What you will do: The expected output is a copy of every line in the records with the string "ground".

Stored data entries:
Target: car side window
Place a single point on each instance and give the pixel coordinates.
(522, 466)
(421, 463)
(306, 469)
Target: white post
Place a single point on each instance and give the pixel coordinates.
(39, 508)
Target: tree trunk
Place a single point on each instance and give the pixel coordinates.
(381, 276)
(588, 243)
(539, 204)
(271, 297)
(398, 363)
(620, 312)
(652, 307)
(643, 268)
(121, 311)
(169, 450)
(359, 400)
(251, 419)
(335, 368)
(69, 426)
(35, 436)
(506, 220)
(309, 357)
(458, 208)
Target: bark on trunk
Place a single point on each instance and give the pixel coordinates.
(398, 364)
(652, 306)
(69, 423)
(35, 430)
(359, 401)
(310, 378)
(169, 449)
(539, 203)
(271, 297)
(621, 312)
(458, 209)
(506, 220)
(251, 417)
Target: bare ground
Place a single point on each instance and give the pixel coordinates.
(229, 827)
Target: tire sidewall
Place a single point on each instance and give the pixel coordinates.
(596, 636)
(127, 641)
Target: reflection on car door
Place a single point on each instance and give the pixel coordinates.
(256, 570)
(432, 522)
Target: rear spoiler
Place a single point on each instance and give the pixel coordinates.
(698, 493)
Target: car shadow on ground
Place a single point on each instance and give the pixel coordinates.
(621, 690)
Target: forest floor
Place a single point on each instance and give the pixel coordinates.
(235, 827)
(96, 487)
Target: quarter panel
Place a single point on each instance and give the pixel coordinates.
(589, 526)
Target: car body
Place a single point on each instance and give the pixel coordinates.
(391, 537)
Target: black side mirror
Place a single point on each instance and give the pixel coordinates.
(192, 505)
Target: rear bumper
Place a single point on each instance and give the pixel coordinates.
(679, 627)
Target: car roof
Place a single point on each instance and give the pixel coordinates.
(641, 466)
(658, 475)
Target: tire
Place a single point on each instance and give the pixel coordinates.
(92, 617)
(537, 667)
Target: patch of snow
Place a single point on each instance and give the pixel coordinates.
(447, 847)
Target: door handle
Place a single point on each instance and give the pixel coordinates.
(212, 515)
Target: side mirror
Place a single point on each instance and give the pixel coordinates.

Exercise answer:
Target: bare ground
Target: car shadow on ground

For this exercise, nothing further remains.